--- Begin Records to use ---

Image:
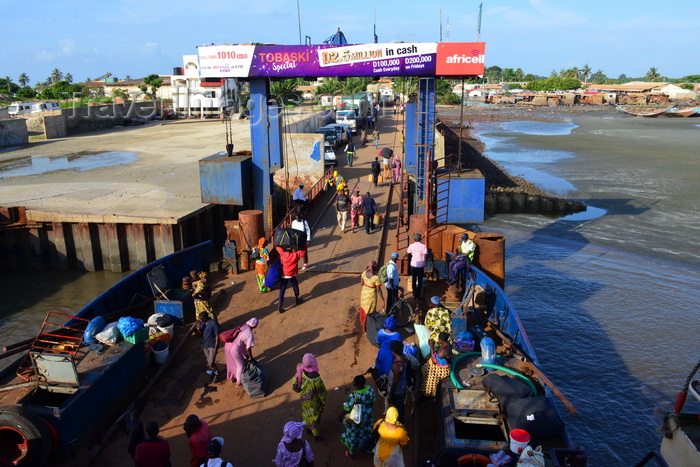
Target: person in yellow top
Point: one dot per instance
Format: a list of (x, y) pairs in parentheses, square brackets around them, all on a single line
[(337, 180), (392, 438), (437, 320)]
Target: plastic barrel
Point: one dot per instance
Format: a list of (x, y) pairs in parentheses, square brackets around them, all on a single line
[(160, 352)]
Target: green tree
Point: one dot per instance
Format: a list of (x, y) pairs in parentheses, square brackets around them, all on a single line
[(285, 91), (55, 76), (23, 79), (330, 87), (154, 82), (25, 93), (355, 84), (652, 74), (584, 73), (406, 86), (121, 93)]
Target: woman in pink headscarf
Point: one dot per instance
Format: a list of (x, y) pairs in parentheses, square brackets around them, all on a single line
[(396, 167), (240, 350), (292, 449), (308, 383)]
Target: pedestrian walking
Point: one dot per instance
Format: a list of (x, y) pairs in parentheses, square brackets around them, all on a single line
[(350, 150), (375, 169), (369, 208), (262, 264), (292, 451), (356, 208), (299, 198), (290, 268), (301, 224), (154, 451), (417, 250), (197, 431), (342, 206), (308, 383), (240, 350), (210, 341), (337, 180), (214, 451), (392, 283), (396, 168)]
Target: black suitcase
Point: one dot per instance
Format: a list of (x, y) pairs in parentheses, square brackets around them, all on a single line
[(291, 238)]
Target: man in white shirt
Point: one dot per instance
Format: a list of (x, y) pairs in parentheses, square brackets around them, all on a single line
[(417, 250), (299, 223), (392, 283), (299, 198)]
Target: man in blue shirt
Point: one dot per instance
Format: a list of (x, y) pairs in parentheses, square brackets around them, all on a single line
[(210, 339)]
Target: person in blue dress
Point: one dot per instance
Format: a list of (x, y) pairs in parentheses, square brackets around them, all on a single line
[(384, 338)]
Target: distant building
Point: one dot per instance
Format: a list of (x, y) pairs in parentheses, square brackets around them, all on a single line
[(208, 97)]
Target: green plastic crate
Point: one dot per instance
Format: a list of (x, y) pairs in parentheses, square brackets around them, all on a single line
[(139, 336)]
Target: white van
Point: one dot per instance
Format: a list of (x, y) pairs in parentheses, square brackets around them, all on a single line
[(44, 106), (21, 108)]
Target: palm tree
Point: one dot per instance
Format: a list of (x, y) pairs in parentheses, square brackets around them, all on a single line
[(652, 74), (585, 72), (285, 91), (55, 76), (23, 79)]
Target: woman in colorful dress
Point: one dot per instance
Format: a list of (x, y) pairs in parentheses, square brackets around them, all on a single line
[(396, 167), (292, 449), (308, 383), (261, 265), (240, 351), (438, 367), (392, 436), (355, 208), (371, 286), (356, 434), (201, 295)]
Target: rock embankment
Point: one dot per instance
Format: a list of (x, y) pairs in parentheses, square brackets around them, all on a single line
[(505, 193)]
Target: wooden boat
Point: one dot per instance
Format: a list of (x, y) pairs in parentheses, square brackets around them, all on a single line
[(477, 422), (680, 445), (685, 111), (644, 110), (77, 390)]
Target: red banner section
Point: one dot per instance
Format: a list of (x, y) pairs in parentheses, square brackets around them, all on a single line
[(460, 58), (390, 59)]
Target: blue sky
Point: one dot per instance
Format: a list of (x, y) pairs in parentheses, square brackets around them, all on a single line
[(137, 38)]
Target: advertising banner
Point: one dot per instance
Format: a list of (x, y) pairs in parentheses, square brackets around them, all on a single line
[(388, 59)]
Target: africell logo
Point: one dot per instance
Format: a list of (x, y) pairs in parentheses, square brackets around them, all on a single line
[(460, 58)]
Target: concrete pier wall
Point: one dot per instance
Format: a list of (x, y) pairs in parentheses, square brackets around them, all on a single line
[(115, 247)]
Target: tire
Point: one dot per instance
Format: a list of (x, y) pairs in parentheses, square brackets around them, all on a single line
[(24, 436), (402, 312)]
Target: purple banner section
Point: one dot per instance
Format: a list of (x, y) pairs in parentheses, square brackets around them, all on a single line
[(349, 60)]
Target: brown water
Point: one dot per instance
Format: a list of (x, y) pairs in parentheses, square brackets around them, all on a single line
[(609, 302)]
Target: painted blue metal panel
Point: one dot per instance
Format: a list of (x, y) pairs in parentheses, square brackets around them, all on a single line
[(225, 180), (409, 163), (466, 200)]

--- End Records to use ---
--- Begin Records to use ---

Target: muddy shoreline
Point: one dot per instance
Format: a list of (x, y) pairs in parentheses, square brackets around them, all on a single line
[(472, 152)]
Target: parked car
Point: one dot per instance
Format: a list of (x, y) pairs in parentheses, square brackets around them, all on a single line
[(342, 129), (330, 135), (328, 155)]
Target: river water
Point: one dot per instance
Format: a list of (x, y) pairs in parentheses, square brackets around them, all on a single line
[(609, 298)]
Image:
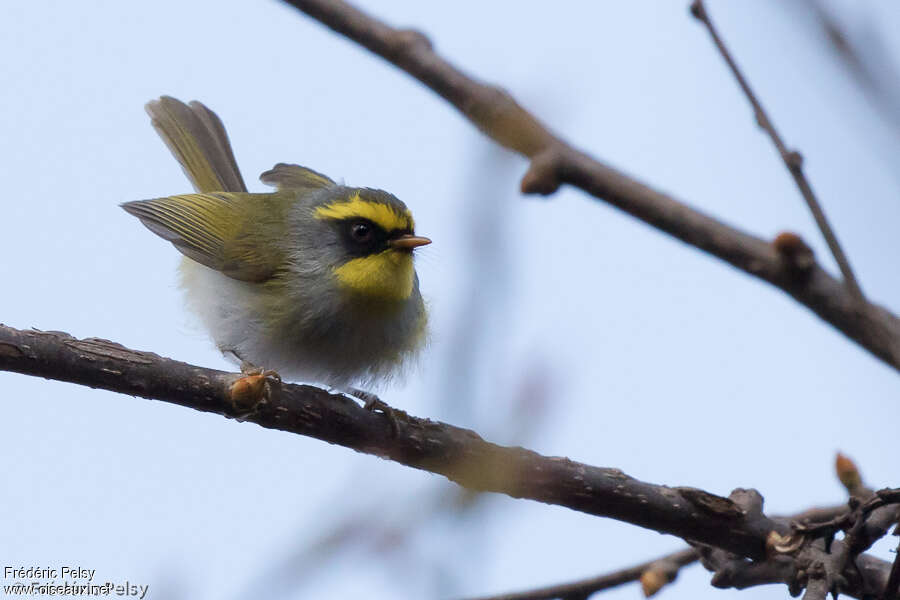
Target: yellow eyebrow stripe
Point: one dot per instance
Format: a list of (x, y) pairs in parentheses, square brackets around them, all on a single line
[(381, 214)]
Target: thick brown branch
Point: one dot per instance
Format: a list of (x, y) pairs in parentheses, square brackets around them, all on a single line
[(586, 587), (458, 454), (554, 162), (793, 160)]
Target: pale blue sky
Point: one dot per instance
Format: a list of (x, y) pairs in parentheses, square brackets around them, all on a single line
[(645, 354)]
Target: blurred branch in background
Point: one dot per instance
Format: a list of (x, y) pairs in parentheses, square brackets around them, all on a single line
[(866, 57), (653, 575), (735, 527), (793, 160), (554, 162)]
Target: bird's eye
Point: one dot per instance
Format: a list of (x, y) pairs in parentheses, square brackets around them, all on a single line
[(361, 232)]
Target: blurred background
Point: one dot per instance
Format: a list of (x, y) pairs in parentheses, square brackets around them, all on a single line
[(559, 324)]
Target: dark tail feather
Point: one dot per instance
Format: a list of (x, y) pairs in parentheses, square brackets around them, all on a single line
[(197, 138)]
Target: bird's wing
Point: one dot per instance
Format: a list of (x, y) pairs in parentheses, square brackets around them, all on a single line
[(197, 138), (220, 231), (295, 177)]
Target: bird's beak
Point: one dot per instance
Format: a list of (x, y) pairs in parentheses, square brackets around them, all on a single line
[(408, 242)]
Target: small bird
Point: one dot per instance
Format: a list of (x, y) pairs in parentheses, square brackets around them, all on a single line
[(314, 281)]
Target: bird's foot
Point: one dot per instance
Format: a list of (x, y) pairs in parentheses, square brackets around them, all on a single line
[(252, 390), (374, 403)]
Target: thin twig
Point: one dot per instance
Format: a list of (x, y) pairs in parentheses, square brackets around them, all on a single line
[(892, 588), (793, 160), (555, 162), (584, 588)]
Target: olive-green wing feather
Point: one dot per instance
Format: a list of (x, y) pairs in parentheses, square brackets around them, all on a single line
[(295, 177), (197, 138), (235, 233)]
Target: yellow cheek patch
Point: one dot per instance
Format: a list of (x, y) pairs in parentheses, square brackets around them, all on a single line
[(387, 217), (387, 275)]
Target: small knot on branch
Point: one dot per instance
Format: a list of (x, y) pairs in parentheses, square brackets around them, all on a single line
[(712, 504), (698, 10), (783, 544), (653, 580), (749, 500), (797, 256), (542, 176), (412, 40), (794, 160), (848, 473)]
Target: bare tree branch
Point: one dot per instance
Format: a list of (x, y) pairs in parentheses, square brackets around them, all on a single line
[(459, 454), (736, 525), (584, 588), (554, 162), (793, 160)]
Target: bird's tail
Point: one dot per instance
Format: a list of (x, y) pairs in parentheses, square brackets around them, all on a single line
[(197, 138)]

--- End Records to use ---
--- Begin Records to use ---

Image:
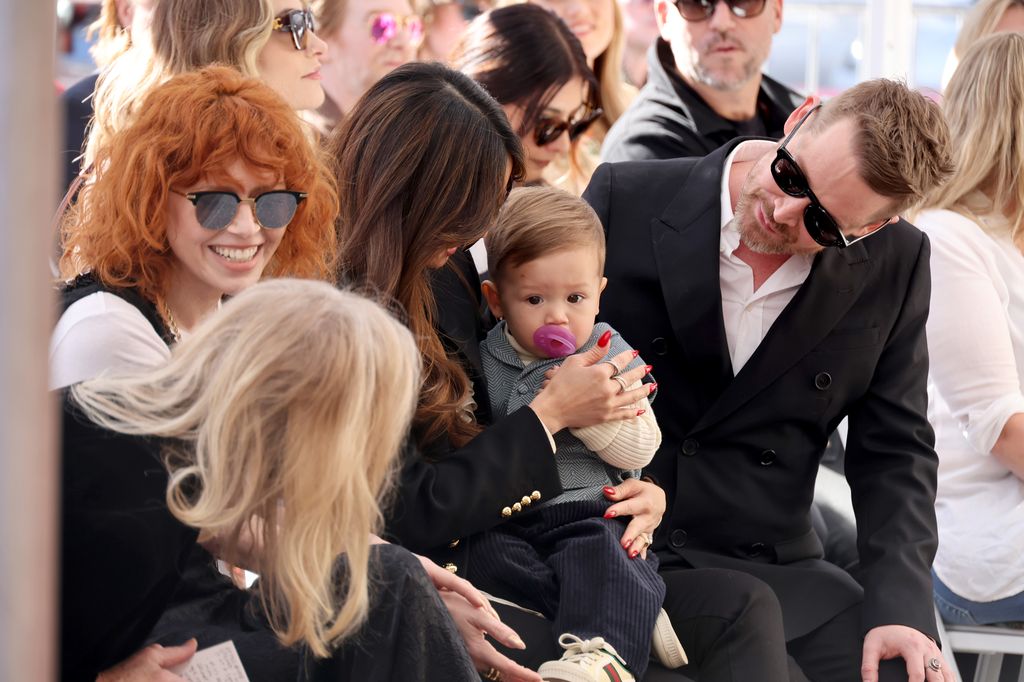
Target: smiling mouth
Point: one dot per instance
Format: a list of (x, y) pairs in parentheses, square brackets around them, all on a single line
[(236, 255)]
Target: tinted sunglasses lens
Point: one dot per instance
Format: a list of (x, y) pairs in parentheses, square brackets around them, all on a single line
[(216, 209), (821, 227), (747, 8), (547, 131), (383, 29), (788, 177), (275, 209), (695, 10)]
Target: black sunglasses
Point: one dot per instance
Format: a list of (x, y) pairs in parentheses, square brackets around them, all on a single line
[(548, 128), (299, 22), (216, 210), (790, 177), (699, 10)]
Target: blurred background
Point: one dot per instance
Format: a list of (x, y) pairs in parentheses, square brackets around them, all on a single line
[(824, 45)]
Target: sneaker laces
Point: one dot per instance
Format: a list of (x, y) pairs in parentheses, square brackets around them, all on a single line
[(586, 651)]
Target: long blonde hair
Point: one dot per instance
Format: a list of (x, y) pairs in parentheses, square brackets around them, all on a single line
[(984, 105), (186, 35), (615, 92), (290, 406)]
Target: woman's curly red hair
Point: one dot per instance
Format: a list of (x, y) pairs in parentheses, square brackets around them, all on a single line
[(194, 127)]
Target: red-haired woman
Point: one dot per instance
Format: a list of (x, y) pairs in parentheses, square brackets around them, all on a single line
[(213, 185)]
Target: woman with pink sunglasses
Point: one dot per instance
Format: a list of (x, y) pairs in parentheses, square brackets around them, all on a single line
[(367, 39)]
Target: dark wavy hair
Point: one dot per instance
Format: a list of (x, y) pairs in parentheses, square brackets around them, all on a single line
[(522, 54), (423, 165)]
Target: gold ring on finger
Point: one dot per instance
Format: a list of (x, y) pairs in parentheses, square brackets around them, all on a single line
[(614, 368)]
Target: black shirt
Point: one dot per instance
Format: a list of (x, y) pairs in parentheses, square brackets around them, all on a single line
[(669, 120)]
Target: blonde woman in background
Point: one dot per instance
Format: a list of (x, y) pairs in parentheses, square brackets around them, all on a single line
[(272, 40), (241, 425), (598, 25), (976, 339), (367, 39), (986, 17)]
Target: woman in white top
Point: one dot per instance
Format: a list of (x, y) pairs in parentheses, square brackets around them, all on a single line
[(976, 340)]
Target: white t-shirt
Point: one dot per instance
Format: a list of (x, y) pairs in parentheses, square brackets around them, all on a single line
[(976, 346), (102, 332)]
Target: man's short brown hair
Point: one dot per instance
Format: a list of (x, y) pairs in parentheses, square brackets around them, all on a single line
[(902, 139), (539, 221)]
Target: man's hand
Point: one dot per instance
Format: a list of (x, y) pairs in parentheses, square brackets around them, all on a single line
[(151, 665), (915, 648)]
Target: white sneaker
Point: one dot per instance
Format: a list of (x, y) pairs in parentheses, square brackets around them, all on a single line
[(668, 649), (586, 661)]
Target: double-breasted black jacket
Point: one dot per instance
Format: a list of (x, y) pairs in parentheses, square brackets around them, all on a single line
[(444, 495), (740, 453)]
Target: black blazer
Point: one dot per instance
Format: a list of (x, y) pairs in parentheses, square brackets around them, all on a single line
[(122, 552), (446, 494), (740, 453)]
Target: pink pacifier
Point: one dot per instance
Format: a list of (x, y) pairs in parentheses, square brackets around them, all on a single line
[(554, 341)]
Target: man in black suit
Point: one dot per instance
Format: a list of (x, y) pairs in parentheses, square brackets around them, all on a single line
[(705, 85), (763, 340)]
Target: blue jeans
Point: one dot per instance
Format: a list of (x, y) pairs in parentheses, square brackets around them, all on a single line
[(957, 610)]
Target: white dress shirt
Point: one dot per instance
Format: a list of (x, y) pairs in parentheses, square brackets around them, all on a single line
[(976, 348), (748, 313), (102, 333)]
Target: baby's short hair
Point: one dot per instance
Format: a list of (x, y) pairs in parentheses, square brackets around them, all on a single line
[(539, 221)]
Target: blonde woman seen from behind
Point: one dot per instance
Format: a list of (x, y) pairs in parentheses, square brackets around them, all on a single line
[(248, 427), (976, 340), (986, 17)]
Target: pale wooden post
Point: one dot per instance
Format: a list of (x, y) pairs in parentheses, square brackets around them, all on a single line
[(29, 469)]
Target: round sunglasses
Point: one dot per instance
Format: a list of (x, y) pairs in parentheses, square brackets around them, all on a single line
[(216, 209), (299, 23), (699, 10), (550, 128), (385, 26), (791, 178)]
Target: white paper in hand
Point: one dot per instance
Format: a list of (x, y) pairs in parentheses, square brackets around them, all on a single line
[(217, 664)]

--- End Records to use ---

__The task__. Rewrite the listing as a Markdown table with columns named Row and Line, starting at the line that contains "Target: woman in white top" and ending after the line that contains "[(976, 346), (102, 332)]". Number each line in order and leave out any blank lines.

__Exercise result__.
| Row | Line |
|---|---|
| 1 | Target: woman in white top |
| 2 | Point: one dot per instance |
| 3 | Format: a list of (x, y) pairs in parentheses, square brackets around them, all on a single line |
| 4 | [(976, 340)] |
| 5 | Target: white t-shirt |
| 6 | Point: one dot per instance |
| 7 | Format: a list of (x, y) pairs in parentheses, square brackets around them, all on a single line |
| 8 | [(976, 346), (102, 332)] |